__JOB__
Locate the line with "Every instance of the dark blue" in the material. Copy that line and each one after it, through the last, exactly and with nothing else.

═══ INFORMATION SHOWN ═══

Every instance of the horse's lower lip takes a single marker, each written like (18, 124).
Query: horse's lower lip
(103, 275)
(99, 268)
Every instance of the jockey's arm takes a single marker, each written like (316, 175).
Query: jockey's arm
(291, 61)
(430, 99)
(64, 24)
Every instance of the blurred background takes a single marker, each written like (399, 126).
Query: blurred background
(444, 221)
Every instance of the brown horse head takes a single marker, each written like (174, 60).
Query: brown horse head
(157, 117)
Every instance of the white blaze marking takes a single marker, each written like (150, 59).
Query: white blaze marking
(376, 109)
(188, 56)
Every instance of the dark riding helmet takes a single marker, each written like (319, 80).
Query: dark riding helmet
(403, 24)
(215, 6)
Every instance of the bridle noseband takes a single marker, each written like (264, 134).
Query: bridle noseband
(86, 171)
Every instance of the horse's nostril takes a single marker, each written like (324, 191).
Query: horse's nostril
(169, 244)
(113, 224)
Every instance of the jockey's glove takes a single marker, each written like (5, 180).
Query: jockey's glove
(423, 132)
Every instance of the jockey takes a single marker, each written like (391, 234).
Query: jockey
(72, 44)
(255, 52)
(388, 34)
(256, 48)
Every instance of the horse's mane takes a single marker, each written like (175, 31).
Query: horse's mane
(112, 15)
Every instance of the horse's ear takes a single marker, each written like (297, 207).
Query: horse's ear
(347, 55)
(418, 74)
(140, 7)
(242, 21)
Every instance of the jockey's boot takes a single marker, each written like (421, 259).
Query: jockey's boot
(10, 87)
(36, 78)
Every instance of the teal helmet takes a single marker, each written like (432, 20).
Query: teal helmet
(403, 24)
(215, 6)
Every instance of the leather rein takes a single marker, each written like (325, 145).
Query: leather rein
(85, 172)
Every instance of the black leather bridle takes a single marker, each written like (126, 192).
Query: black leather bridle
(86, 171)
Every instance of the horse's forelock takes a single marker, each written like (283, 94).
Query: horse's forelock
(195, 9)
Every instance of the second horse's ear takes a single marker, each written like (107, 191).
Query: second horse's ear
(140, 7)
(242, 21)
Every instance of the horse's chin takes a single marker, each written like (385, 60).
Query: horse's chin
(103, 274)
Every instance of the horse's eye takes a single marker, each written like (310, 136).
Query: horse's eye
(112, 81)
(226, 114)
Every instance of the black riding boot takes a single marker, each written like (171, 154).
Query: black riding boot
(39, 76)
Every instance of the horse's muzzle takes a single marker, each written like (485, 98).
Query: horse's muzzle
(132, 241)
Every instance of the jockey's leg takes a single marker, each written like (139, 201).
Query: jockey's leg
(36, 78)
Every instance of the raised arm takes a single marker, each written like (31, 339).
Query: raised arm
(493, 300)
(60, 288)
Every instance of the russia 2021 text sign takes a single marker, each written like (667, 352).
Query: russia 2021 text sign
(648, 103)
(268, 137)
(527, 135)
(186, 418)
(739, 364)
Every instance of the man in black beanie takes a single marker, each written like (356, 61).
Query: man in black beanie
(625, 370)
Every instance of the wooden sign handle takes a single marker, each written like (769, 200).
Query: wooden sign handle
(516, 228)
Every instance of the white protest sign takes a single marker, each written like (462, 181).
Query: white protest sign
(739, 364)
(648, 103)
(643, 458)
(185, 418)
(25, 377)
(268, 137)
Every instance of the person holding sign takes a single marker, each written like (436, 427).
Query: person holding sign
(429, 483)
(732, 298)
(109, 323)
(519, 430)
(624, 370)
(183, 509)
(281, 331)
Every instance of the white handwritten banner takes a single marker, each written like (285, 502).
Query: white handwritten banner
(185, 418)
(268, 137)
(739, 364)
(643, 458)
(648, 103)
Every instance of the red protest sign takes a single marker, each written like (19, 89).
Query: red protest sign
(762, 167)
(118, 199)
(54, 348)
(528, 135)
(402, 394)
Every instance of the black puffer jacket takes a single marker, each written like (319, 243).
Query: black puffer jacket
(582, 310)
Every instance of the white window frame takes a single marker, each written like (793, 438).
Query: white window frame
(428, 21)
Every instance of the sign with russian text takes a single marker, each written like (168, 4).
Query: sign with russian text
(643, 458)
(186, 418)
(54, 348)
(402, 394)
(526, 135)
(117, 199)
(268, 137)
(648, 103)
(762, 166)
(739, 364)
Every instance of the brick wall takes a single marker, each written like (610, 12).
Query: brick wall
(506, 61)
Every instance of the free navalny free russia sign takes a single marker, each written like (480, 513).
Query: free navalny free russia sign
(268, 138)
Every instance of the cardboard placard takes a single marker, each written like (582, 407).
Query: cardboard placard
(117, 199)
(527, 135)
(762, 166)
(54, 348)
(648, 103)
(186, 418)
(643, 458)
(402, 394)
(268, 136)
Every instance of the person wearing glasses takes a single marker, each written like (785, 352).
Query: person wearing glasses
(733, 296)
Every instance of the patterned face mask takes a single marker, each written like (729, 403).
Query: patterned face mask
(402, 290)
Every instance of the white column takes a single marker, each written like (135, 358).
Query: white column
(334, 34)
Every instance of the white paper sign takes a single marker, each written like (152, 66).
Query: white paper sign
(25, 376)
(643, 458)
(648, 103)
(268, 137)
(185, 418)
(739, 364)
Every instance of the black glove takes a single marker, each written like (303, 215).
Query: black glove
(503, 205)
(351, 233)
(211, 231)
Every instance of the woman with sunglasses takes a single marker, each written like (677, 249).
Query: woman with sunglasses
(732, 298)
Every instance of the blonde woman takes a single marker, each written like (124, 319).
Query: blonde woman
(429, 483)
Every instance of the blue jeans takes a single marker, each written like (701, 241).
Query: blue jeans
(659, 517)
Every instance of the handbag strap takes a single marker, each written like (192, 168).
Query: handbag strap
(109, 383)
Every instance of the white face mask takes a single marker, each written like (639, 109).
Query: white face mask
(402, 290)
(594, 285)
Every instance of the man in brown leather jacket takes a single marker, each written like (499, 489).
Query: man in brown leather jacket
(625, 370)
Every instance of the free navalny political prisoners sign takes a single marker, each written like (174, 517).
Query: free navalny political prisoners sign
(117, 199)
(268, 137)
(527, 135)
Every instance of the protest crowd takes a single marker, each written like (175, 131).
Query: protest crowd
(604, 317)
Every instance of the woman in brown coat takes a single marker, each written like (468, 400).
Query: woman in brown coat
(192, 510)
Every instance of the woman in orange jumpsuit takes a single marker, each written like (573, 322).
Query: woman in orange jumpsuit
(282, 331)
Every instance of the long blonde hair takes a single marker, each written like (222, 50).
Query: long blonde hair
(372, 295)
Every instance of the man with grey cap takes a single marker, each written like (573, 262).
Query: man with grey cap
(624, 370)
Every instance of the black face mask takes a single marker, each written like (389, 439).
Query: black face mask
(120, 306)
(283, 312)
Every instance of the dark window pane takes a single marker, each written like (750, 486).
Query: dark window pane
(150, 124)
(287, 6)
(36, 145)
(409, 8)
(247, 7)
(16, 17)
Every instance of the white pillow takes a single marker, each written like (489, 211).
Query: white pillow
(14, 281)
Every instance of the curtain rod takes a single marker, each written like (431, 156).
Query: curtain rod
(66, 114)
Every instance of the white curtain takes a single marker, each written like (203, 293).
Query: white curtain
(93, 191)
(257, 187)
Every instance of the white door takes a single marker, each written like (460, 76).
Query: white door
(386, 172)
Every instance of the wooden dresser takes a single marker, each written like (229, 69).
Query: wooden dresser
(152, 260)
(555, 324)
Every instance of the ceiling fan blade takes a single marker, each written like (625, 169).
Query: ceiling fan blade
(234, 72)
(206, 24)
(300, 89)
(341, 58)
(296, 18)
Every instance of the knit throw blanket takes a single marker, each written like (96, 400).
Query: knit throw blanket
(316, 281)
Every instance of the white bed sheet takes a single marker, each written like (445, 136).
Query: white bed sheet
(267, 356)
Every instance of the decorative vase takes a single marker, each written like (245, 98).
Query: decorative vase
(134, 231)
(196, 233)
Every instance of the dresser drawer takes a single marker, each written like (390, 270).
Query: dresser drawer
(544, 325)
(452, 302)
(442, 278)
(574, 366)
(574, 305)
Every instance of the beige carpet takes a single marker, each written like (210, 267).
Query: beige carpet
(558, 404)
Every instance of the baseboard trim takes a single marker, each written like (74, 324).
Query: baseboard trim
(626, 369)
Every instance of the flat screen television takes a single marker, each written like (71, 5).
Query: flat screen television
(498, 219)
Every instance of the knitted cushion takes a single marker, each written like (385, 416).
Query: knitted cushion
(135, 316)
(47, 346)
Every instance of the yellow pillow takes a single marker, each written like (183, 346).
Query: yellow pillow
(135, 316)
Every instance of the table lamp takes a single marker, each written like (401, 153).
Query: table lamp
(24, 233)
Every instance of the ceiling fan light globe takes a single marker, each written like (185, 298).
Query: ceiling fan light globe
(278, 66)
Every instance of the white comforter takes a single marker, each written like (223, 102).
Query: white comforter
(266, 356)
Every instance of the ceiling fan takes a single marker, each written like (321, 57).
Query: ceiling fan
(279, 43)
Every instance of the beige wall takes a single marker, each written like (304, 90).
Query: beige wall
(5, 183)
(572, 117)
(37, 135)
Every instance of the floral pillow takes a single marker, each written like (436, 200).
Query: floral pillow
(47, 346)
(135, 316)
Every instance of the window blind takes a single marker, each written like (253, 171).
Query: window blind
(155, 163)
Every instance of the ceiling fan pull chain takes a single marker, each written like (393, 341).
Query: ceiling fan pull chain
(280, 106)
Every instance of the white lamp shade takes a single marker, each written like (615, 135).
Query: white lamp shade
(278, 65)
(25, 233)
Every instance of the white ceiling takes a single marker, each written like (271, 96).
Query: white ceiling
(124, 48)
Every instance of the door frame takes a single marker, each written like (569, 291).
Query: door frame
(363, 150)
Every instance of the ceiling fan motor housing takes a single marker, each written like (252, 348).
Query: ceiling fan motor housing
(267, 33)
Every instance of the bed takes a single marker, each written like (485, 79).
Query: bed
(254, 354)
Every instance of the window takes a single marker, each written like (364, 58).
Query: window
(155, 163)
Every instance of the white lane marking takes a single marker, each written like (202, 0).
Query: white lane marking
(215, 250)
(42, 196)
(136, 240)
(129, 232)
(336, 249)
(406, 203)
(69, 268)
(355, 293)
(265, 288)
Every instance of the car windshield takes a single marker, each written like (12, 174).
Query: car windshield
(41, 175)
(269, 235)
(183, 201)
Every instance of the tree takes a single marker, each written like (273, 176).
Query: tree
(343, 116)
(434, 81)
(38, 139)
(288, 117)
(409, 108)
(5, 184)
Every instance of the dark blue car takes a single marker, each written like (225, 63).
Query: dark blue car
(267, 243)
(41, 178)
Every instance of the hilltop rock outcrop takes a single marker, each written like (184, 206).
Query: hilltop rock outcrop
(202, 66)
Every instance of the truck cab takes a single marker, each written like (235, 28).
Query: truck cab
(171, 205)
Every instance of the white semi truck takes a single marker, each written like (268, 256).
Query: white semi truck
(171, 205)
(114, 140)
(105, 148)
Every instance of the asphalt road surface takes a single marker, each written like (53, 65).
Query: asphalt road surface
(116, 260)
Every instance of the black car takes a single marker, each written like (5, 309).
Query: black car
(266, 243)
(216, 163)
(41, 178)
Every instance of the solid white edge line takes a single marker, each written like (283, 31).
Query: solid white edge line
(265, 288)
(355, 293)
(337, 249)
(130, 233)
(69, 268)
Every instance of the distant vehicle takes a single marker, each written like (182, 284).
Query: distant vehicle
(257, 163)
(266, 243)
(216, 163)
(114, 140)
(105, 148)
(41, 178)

═══

__ANSWER TO THE PROBLEM__
Every instance of the dark blue car takes a single marker, each written like (225, 63).
Query: dark blue car
(267, 243)
(41, 178)
Every instance of the hilltop rock outcrop takes a single marker, each written like (184, 206).
Query: hilltop rock outcrop
(202, 66)
Every instance of the truck cab takes a single marker, each written like (235, 28).
Query: truck cab
(171, 205)
Every instance of the white semi truck takes a single marker, each written like (268, 256).
Query: white semi truck
(171, 205)
(114, 140)
(105, 148)
Every instance of the asphalt road surface takes a single marker, each written like (53, 65).
Query: asphalt road surface
(116, 260)
Every instance of the black car takes a single marker, each written like (5, 309).
Query: black car
(266, 243)
(216, 163)
(41, 178)
Every instance of the solid white edge line takes a single marker, each written like (283, 31).
Query: solid white edge line
(265, 288)
(355, 293)
(337, 249)
(130, 233)
(69, 268)
Every instance of the distant vehicle takes a single marker, each written like (182, 284).
Query: distant vehicle
(257, 163)
(266, 243)
(216, 163)
(114, 140)
(105, 148)
(41, 178)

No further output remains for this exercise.